Problem: How many lines in the entries below contain the string "flagpole", with case counting? Reply with the number alone.

Entries shown:
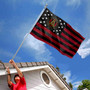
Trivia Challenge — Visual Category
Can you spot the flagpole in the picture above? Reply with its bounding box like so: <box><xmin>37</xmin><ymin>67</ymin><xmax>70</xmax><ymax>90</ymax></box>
<box><xmin>12</xmin><ymin>4</ymin><xmax>48</xmax><ymax>59</ymax></box>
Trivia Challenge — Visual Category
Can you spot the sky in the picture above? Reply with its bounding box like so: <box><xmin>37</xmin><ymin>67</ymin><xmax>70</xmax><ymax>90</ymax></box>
<box><xmin>0</xmin><ymin>0</ymin><xmax>90</xmax><ymax>90</ymax></box>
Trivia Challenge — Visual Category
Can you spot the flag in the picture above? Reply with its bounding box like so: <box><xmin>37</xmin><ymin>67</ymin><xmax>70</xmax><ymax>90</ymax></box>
<box><xmin>30</xmin><ymin>8</ymin><xmax>84</xmax><ymax>58</ymax></box>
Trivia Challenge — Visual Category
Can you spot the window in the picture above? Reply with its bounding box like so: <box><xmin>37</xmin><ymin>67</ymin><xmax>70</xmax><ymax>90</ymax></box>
<box><xmin>41</xmin><ymin>71</ymin><xmax>51</xmax><ymax>87</ymax></box>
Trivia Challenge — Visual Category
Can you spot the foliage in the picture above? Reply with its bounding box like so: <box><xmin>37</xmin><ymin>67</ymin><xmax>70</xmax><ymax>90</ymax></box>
<box><xmin>78</xmin><ymin>80</ymin><xmax>90</xmax><ymax>90</ymax></box>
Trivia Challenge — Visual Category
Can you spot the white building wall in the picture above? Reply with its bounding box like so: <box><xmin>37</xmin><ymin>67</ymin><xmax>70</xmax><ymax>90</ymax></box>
<box><xmin>0</xmin><ymin>70</ymin><xmax>61</xmax><ymax>90</ymax></box>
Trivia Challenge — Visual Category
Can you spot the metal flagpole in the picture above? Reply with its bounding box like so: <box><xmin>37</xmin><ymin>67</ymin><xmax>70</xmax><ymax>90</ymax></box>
<box><xmin>12</xmin><ymin>4</ymin><xmax>48</xmax><ymax>59</ymax></box>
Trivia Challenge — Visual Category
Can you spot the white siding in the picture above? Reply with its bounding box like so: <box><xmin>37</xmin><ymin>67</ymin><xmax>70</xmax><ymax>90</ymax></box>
<box><xmin>0</xmin><ymin>70</ymin><xmax>61</xmax><ymax>90</ymax></box>
<box><xmin>24</xmin><ymin>70</ymin><xmax>61</xmax><ymax>90</ymax></box>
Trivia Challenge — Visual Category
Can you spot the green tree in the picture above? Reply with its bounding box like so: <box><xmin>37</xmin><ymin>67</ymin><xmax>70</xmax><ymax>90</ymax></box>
<box><xmin>69</xmin><ymin>82</ymin><xmax>73</xmax><ymax>89</ymax></box>
<box><xmin>78</xmin><ymin>80</ymin><xmax>90</xmax><ymax>90</ymax></box>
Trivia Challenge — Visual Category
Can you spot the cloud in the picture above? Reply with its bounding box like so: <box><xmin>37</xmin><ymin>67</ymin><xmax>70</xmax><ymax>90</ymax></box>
<box><xmin>73</xmin><ymin>81</ymin><xmax>81</xmax><ymax>88</ymax></box>
<box><xmin>67</xmin><ymin>0</ymin><xmax>81</xmax><ymax>6</ymax></box>
<box><xmin>64</xmin><ymin>71</ymin><xmax>73</xmax><ymax>83</ymax></box>
<box><xmin>24</xmin><ymin>35</ymin><xmax>53</xmax><ymax>61</ymax></box>
<box><xmin>64</xmin><ymin>71</ymin><xmax>81</xmax><ymax>89</ymax></box>
<box><xmin>0</xmin><ymin>48</ymin><xmax>21</xmax><ymax>62</ymax></box>
<box><xmin>34</xmin><ymin>0</ymin><xmax>59</xmax><ymax>13</ymax></box>
<box><xmin>78</xmin><ymin>39</ymin><xmax>90</xmax><ymax>58</ymax></box>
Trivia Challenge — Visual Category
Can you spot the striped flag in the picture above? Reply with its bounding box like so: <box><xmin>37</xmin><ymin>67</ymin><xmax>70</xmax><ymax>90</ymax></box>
<box><xmin>30</xmin><ymin>8</ymin><xmax>84</xmax><ymax>58</ymax></box>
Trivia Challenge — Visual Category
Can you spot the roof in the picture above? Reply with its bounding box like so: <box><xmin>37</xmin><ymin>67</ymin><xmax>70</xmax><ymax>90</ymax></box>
<box><xmin>0</xmin><ymin>61</ymin><xmax>72</xmax><ymax>90</ymax></box>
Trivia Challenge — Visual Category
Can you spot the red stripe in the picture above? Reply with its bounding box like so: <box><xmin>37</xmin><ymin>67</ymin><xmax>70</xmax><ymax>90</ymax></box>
<box><xmin>67</xmin><ymin>24</ymin><xmax>85</xmax><ymax>40</ymax></box>
<box><xmin>64</xmin><ymin>28</ymin><xmax>82</xmax><ymax>42</ymax></box>
<box><xmin>33</xmin><ymin>27</ymin><xmax>75</xmax><ymax>55</ymax></box>
<box><xmin>61</xmin><ymin>32</ymin><xmax>80</xmax><ymax>47</ymax></box>
<box><xmin>36</xmin><ymin>22</ymin><xmax>77</xmax><ymax>50</ymax></box>
<box><xmin>30</xmin><ymin>32</ymin><xmax>72</xmax><ymax>58</ymax></box>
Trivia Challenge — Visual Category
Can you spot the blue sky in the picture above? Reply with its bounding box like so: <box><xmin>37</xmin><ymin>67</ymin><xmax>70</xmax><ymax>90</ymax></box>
<box><xmin>0</xmin><ymin>0</ymin><xmax>90</xmax><ymax>90</ymax></box>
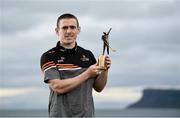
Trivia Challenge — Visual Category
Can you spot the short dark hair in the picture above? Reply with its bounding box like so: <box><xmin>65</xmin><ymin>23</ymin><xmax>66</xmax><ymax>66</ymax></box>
<box><xmin>57</xmin><ymin>13</ymin><xmax>79</xmax><ymax>27</ymax></box>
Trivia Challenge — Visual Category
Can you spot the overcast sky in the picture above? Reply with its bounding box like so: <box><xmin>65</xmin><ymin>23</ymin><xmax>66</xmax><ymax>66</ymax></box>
<box><xmin>0</xmin><ymin>0</ymin><xmax>180</xmax><ymax>109</ymax></box>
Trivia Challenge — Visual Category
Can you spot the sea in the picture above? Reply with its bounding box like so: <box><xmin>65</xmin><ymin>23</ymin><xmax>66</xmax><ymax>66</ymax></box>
<box><xmin>0</xmin><ymin>108</ymin><xmax>180</xmax><ymax>118</ymax></box>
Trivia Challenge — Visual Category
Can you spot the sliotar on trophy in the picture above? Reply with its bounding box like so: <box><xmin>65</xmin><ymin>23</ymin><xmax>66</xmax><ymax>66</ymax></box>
<box><xmin>98</xmin><ymin>28</ymin><xmax>116</xmax><ymax>70</ymax></box>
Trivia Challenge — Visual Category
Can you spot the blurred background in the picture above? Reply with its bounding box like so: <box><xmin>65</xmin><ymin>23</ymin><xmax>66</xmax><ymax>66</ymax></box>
<box><xmin>0</xmin><ymin>0</ymin><xmax>180</xmax><ymax>116</ymax></box>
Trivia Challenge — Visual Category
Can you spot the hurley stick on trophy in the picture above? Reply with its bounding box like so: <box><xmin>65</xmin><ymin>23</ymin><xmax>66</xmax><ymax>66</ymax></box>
<box><xmin>98</xmin><ymin>28</ymin><xmax>116</xmax><ymax>70</ymax></box>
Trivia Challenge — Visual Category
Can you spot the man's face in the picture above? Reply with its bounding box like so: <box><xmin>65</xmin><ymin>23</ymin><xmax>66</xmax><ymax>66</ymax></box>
<box><xmin>56</xmin><ymin>18</ymin><xmax>80</xmax><ymax>46</ymax></box>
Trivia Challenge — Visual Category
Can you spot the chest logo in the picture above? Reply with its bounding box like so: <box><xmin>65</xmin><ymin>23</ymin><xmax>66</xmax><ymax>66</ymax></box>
<box><xmin>57</xmin><ymin>57</ymin><xmax>65</xmax><ymax>63</ymax></box>
<box><xmin>80</xmin><ymin>55</ymin><xmax>89</xmax><ymax>61</ymax></box>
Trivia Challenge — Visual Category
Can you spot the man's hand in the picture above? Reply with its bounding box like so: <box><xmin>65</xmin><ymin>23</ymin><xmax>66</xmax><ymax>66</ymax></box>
<box><xmin>87</xmin><ymin>61</ymin><xmax>105</xmax><ymax>78</ymax></box>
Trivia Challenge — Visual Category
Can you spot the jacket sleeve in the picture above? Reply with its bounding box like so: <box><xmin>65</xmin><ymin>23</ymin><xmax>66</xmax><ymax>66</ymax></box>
<box><xmin>40</xmin><ymin>53</ymin><xmax>60</xmax><ymax>83</ymax></box>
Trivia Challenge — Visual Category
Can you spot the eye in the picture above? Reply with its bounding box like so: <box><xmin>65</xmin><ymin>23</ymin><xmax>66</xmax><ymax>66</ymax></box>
<box><xmin>62</xmin><ymin>26</ymin><xmax>68</xmax><ymax>30</ymax></box>
<box><xmin>70</xmin><ymin>26</ymin><xmax>76</xmax><ymax>29</ymax></box>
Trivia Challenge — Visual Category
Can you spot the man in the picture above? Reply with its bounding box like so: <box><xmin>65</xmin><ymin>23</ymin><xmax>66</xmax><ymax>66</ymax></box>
<box><xmin>41</xmin><ymin>14</ymin><xmax>111</xmax><ymax>117</ymax></box>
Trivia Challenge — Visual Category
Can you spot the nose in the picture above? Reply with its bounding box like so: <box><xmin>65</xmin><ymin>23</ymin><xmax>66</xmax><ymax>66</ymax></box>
<box><xmin>66</xmin><ymin>27</ymin><xmax>72</xmax><ymax>33</ymax></box>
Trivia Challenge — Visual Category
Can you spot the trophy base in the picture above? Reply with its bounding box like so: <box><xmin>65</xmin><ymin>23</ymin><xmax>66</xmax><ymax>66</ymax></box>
<box><xmin>98</xmin><ymin>55</ymin><xmax>107</xmax><ymax>70</ymax></box>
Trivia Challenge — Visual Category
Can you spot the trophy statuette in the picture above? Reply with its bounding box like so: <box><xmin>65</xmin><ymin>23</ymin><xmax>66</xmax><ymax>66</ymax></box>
<box><xmin>98</xmin><ymin>28</ymin><xmax>116</xmax><ymax>70</ymax></box>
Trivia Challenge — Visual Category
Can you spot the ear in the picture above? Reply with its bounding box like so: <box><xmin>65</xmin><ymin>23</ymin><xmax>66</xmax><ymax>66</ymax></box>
<box><xmin>55</xmin><ymin>27</ymin><xmax>59</xmax><ymax>35</ymax></box>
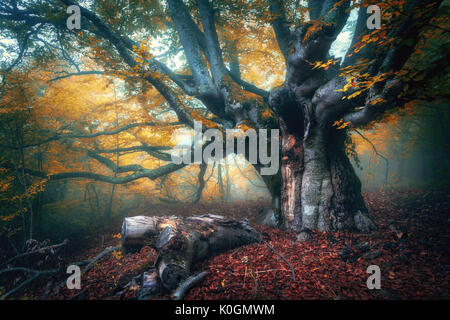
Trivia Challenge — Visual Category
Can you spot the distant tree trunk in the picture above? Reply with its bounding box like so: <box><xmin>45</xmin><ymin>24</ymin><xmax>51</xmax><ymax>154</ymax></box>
<box><xmin>266</xmin><ymin>88</ymin><xmax>376</xmax><ymax>240</ymax></box>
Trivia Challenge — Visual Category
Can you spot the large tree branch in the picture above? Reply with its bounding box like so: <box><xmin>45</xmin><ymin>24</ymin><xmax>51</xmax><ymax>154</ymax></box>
<box><xmin>167</xmin><ymin>0</ymin><xmax>215</xmax><ymax>94</ymax></box>
<box><xmin>269</xmin><ymin>0</ymin><xmax>292</xmax><ymax>61</ymax></box>
<box><xmin>0</xmin><ymin>122</ymin><xmax>181</xmax><ymax>150</ymax></box>
<box><xmin>24</xmin><ymin>163</ymin><xmax>187</xmax><ymax>184</ymax></box>
<box><xmin>197</xmin><ymin>0</ymin><xmax>227</xmax><ymax>83</ymax></box>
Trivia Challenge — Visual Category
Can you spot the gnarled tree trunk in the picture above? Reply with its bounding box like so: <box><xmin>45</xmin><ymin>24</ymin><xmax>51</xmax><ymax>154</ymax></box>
<box><xmin>260</xmin><ymin>87</ymin><xmax>376</xmax><ymax>240</ymax></box>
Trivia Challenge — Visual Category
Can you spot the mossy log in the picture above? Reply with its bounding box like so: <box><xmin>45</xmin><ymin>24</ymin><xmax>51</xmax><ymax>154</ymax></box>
<box><xmin>122</xmin><ymin>214</ymin><xmax>261</xmax><ymax>292</ymax></box>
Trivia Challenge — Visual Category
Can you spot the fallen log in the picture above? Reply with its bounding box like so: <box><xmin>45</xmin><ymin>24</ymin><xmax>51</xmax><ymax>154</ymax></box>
<box><xmin>122</xmin><ymin>214</ymin><xmax>262</xmax><ymax>292</ymax></box>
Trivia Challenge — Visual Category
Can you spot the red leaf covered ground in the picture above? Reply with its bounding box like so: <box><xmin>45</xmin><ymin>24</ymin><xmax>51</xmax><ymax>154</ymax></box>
<box><xmin>31</xmin><ymin>191</ymin><xmax>450</xmax><ymax>299</ymax></box>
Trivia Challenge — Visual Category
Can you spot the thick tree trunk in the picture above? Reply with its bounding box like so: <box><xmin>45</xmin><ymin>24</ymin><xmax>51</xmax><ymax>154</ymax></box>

Worked answer: 2